** Provided passage **
## Start

I don't have a passion for history or war, so that helped with this film...but even something like Rush, where I 'think' I know a thing or two about the story/facts...I just find I annoy myself by looking for, or picking out inaccuracies...
Literally every film requires suspension of belief....
A car doesn't have an 18 speed manual gearbox
A man can't get beaten to an inch of his life, get shot 4 times and get up and beat up the trained killer
There will always be opposing views about science fiction
There will always be a tedious nerd pointing out that the jacket of the main character should have a collar of this size not that size....

Despite the lack of blood and gore, I still feel this film represents decent British film making, no razzamatazz for the sake of it, no purposely twisting of history, or over emotional tear jerkiness...no overblown patriotism.... but a clear desire to produce something of quality and meaning.

## End

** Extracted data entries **
## Start

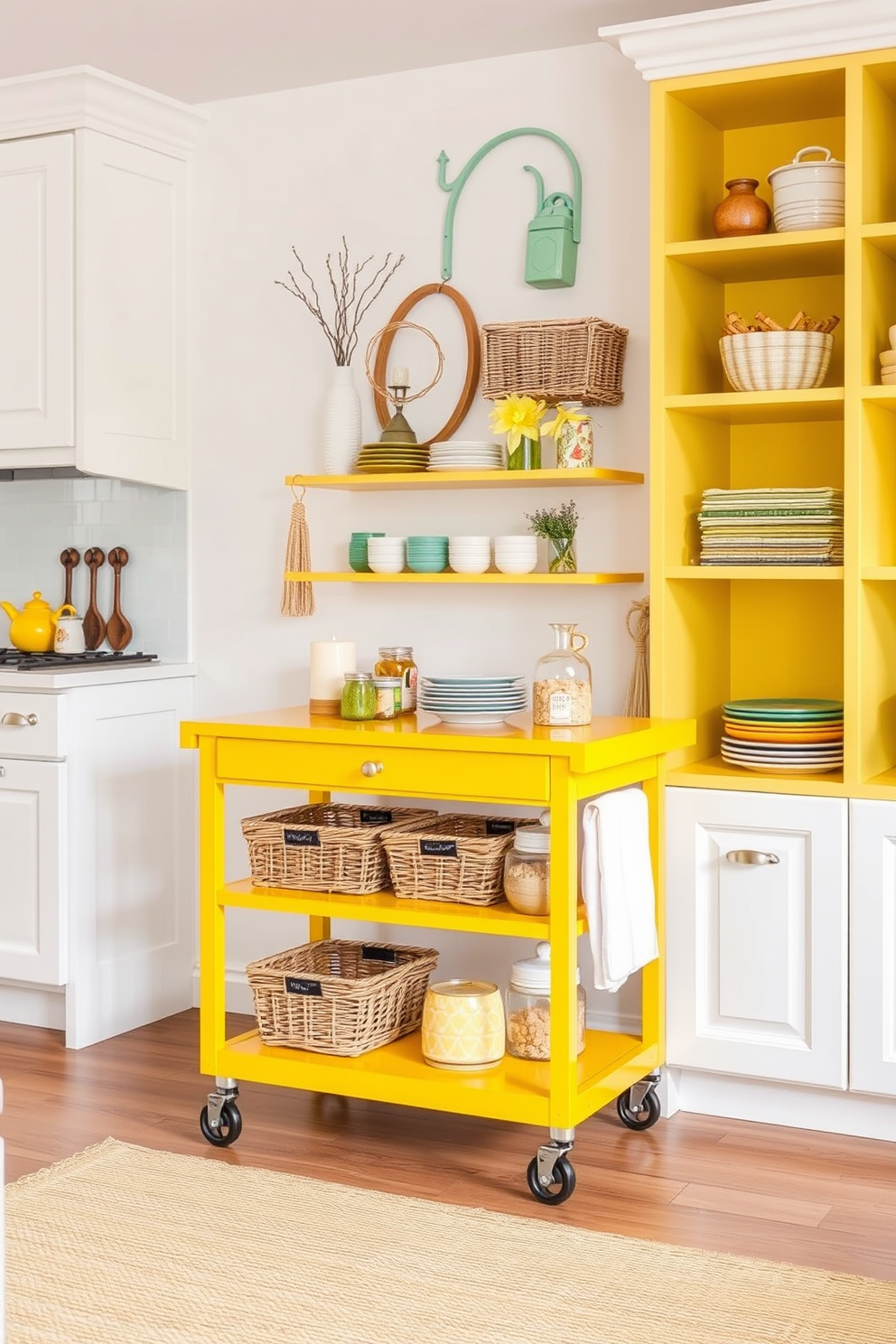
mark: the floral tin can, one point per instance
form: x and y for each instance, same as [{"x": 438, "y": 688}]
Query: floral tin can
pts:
[{"x": 575, "y": 441}]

## End

** Exercise instructions **
a) List each thing that the comment says the film does not have.
b) According to the comment, why did the writer's lack of passion for history or war help with this film?

** Expected responses **
a)
- Blood and gore
- Razzamatazz for the sake of it
- Purposely twisting of history
- Over emotional tear jerkiness
- Overblown patriotism

b) When the writer thinks they know a thing or two about the story or facts, as with Rush, they annoy themselves by looking for or picking out inaccuracies. Not having a passion for history or war kept that from happening with this film.